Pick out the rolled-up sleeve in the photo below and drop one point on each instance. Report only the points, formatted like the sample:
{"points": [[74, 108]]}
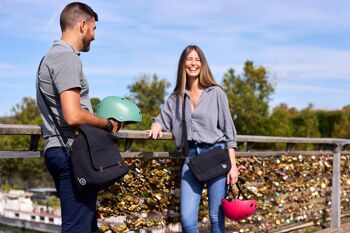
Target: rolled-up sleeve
{"points": [[165, 116], [225, 121]]}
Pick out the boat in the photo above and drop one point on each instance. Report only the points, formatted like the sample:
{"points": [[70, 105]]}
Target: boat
{"points": [[18, 210]]}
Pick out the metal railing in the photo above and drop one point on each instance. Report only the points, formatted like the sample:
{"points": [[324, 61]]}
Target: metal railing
{"points": [[327, 146]]}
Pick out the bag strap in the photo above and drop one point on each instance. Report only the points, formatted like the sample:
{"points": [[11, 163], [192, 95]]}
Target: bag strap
{"points": [[57, 125], [184, 128]]}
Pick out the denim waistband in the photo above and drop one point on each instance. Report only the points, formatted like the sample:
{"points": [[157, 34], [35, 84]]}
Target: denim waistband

> [EXERCISE DESCRIPTION]:
Retype every entry above exactly and, please, skip the pictures.

> [WRITTEN SOLUTION]:
Pick out the rolled-up sleeve in the photo below and drop one point on each instance. Report only the points, formatted like the sample:
{"points": [[74, 108]]}
Target: rolled-up sleeve
{"points": [[165, 116], [225, 121]]}
Pick out the boat in the photo above and drop one point on each instance. Report only the points, formatted like the sample:
{"points": [[70, 105]]}
Target: boat
{"points": [[18, 210]]}
Pick out the metal railing in the photo above and drop one point on each instance. Report only the points, formatted like the sample:
{"points": [[324, 61]]}
Target: metal railing
{"points": [[327, 146]]}
Pick out the bag strap in the photo above and drop one point on each instance. Report only the points, formatted like the sample:
{"points": [[11, 163], [192, 95]]}
Target: bag strap
{"points": [[57, 125], [184, 128]]}
Pick out the denim waistband in the photo above and drop one point on each instance. Report only the points, formatted like the sample:
{"points": [[157, 34], [35, 84]]}
Target: denim waistband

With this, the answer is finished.